#### Page extract
Begin

Millennium Actress’s credits open with the view from a train, as light flickers past in a tunnel before giving way to city skyline. It’s fitting that an animated movie about the deception of film begins with those flickering lights; the light of a train on a tunnel is itself one of the simplest forms of animation, a series of starkly lit shots creating the appearance of motion. As the view transitions to a bombed city under blue skies, the image shifts, with a plane overhead melting into first a modern passenger jet, and then a rocket in space. Fluid transitions across time and space are an accepted part of reality in this world; what matters is not the base nature of the world, but the dramatic throughline of the object in flight. What catches the eye is what remains. What we remember is what exists.
Satoshi Kon is obsessed with versions of reality, both ones we inhabit ourselves and ones we impose on others. His works often question the validity of a communal world, or at least demonstrate the profound power our individual worlds can hold. Paranoia Agent expresses this through a collection of character-specific vignettes and an examination of rumors; Perfect Blue digs directly into one fraying mind, and transposes it against the fabricated reality of a media idol. The running thread of each of these works is “we inhabit many different worlds.”
Millennium Actress is a journey through many such realities, a melding of them that through its medley seems to imply the absence of any “real” truth. Its central character is Chiyoko Fujiwara, an actress who rose through wartime and postwar films to become an icon of the 1950s. And in the context of this movie, “becoming an icon” is more than an easy turn of phrase. Becoming a movie star made Chiyoko something eternal, something beyond herself – the titular Millennium Actress, a symbol of something more than human.

End

#### Stored items
Begin

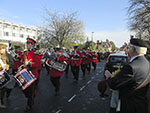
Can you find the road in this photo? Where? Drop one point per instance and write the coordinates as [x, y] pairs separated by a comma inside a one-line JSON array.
[[81, 97]]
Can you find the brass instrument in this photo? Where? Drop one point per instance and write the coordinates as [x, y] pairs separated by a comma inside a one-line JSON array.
[[117, 71], [60, 66]]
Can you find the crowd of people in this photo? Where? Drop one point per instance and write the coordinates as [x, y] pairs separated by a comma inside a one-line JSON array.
[[21, 65], [131, 82]]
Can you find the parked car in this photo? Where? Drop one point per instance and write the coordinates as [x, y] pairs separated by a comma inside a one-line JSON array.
[[115, 61]]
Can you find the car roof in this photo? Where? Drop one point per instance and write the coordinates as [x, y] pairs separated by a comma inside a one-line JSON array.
[[118, 54]]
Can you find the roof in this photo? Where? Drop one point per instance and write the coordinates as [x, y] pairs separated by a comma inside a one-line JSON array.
[[118, 54]]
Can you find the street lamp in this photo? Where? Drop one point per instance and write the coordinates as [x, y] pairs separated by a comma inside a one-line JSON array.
[[92, 36]]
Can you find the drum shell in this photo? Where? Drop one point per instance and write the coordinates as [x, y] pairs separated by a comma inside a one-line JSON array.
[[24, 78], [4, 79]]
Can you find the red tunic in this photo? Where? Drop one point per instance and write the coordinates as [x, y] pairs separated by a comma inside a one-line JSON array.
[[19, 61], [89, 57], [31, 57], [54, 72], [94, 58], [77, 60]]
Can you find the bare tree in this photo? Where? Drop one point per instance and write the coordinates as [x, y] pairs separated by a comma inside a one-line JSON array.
[[139, 17], [61, 29]]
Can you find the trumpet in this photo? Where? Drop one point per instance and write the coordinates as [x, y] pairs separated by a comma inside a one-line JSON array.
[[60, 66], [14, 55], [117, 71]]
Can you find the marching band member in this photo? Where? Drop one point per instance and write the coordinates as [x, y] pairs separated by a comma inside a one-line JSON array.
[[76, 62], [89, 61], [84, 62], [55, 75], [6, 64], [38, 54], [94, 60], [31, 63], [18, 60], [67, 57]]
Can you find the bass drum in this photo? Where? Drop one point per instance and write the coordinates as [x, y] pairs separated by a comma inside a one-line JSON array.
[[4, 78], [24, 78]]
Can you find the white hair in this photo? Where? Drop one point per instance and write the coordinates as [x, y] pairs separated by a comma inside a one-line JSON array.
[[140, 50]]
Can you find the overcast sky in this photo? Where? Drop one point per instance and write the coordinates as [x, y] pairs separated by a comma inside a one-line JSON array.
[[106, 18]]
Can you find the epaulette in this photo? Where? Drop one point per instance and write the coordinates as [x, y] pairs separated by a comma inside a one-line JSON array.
[[38, 52]]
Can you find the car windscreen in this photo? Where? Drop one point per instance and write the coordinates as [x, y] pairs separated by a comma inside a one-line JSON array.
[[122, 59]]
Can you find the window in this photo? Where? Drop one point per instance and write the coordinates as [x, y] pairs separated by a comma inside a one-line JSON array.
[[6, 33], [21, 35], [13, 34], [14, 27]]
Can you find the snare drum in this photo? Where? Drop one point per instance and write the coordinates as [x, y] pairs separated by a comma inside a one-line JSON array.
[[4, 78], [25, 78]]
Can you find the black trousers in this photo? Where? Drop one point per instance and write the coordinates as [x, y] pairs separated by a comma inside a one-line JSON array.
[[67, 68], [75, 71], [83, 68], [29, 92], [56, 83], [89, 67], [94, 65], [2, 94]]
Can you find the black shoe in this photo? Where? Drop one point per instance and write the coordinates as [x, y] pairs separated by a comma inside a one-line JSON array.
[[28, 108], [2, 106]]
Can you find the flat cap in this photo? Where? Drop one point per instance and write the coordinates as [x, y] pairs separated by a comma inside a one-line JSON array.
[[138, 42]]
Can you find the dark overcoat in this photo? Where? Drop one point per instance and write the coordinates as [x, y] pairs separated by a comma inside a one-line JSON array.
[[127, 80]]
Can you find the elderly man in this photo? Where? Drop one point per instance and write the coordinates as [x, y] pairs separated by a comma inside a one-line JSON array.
[[6, 63], [133, 80], [31, 62]]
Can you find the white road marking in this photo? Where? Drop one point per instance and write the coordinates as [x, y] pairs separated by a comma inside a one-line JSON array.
[[82, 88], [58, 111], [89, 81], [72, 98]]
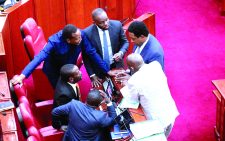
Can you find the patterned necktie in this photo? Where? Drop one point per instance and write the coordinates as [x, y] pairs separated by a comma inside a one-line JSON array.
[[106, 51]]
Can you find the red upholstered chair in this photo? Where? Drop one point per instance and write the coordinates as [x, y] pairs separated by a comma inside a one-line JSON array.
[[32, 138], [34, 42], [41, 110], [79, 62], [33, 36], [33, 128]]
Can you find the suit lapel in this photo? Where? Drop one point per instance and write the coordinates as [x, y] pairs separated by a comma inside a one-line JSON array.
[[111, 36]]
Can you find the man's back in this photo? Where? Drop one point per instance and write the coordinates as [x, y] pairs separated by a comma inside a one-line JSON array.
[[152, 89], [85, 123]]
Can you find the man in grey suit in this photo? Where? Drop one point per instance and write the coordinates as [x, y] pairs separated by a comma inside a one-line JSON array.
[[108, 37]]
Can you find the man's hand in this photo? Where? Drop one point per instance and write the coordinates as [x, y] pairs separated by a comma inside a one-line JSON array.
[[118, 56], [122, 77], [17, 79], [112, 73], [95, 81], [106, 98]]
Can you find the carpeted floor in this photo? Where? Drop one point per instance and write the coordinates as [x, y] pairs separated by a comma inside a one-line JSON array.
[[192, 34]]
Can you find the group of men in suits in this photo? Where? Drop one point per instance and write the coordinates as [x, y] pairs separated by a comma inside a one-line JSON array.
[[103, 45]]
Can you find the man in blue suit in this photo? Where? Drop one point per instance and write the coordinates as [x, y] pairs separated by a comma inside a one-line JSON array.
[[145, 44], [110, 42], [85, 122], [62, 48]]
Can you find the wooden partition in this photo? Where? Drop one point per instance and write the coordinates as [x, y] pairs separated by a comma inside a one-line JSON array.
[[118, 9], [78, 12], [52, 16], [148, 19]]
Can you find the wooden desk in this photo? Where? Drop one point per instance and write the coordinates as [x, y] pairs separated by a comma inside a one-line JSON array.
[[220, 109], [137, 114], [7, 118]]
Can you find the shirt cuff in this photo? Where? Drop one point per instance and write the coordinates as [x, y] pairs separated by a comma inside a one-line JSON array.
[[109, 104]]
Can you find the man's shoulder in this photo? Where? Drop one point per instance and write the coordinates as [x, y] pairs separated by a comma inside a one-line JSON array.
[[115, 23], [57, 37], [89, 28]]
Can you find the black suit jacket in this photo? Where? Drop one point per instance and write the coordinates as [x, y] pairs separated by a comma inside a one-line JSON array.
[[64, 93], [118, 40]]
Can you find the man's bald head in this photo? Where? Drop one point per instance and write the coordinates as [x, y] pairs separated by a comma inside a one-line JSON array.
[[134, 62]]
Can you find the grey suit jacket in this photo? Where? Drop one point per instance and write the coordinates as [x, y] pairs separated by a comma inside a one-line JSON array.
[[118, 40]]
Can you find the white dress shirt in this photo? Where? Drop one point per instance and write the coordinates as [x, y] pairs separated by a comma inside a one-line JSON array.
[[141, 47], [149, 87], [100, 32]]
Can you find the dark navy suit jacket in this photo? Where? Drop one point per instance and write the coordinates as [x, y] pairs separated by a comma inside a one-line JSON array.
[[64, 93], [152, 51], [118, 40], [85, 123], [58, 52]]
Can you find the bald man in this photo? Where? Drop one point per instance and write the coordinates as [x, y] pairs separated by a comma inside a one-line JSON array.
[[86, 123], [110, 42], [148, 85]]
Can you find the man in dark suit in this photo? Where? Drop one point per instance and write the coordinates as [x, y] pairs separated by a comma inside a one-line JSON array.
[[108, 37], [62, 48], [145, 44], [85, 122], [66, 88]]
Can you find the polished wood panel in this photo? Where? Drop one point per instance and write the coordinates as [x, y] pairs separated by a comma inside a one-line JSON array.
[[79, 12], [50, 15], [220, 109]]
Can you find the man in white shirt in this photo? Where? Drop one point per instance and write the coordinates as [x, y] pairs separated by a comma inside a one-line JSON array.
[[108, 38], [145, 44], [148, 85]]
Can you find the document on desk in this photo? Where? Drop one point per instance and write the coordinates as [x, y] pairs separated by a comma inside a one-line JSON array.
[[150, 130]]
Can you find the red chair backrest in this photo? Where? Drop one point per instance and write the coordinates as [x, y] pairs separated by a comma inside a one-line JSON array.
[[27, 115], [33, 36], [32, 138], [33, 131]]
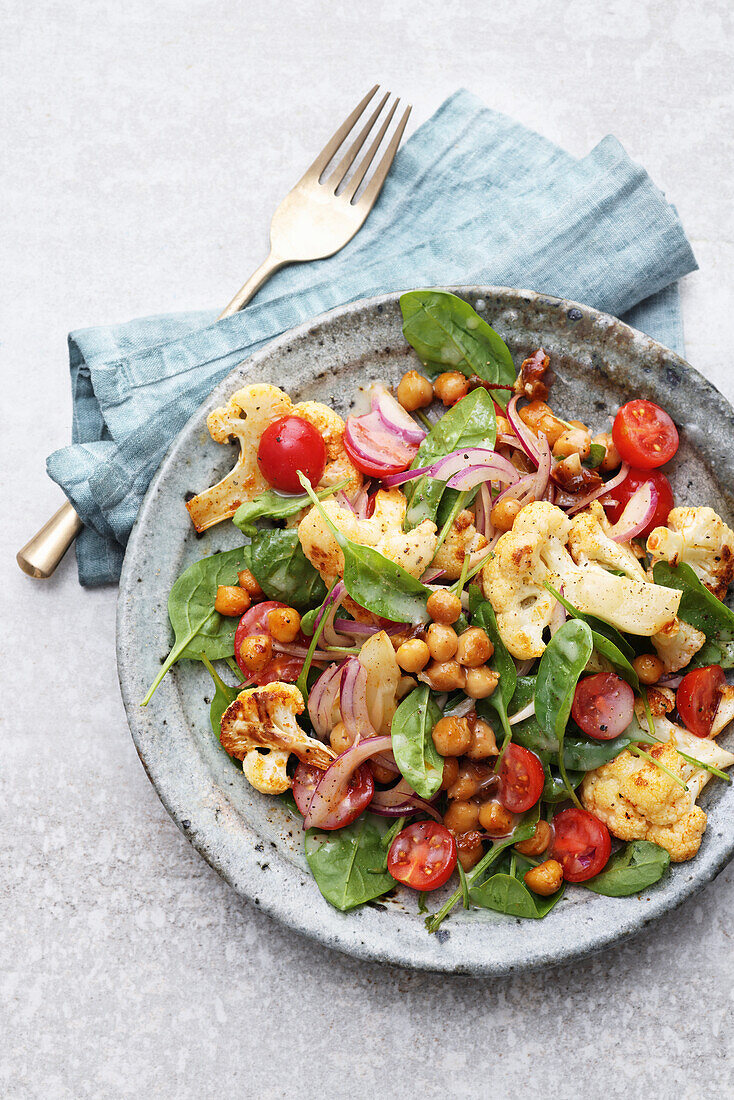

End

#### To be done
1. Using the Millennium Actress piece, decide whether each statement agrees with it: (a) the film's credits begin with the view from a train; (b) Perfect Blue works through a collection of character-specific vignettes; (c) Chiyoko Fujiwara became an icon of the 1940s. Answer yes or no for each, quoting the words that decide it.
2. Write the next paragraph of the Millennium Actress piece, picking up after its last sentence.

#### The replies
1.
(a) Yes: "Millennium Actress’s credits open with the view from a train"
(b) No: "Perfect Blue digs directly into one fraying mind"
(c) No: "to become an icon of the 1950s"

2.
Chiyoko never really cared about being an actress; as we learn early on, even that was a performance, a choice made to pursue a maybe-lover from an adolescent story like a war romance dream. As Chiyoko chases a man she barely knew across a lifetime of film history, we see her life story reinterpreted again and again. Scenes from warring states epics segue into bandit raids and ninja battles, and then collapse into melancholy post-war dramas. Through all these scenes, Chiyoko pledges to return the key that opens “the most important thing in the world” to a man of mystery, as her own identity is captured and reframed and invented again and again.
All of the central characters in Millennium Actress interpret the image of The Star in their own ways, for their own purposes. The film’s framing device is that an old fan of Chiyoko’s, Genya Tachibana, is making a documentary cataloging her life, and to him, she is as enduring as her movies. Her roles live on in his memory and tears, and each new movie setpiece leads to him donning a new outfit in order to become her faithful servant once more. The camera’s constant presence, both in the films Chiyoko actually starred in and the documentary being made of her memories, feels like an inescapable thing, a fact of her reality, and we see what that type of interpretive lens makes her to the director. He screams at the beginning that “she’ll never grow old!”, and as the movie proceeds, we see what those words really mean. Though Satoshi Kon often paints the obsessive fan in a deeply unflattering light (both Perfect Blue and Paranoia Agent are fairly down on the notion), Genya’s obsession is laughed at but not truly despised by this movie. Considering how often Kon returns to this topic, he clearly must see at least some element of himself in Genya’s one-sided love.
Other characters interpret Chiyoko in far less flattering ways. At one point, Chiyoko is cursed by an old crone in a samurai epic, who condemns her to spend a thousand years in search of her love. “I hate you more than I can bear,” screams the old woman, “and I love you more than I can bear.” Hers is the view of the inescapable audience, the jeering crowds facing all stars. The famous are loved not for who they are, but what they are assumed to be – they are loved for a brief snapshot, a moment in time. They are loved as a symbol and then despised for not remaining that symbol, or simply for existing and inspiring jealousy in those who feel their fandom love grants them some ownership of their obsession. They are loved like a butterfly under glass.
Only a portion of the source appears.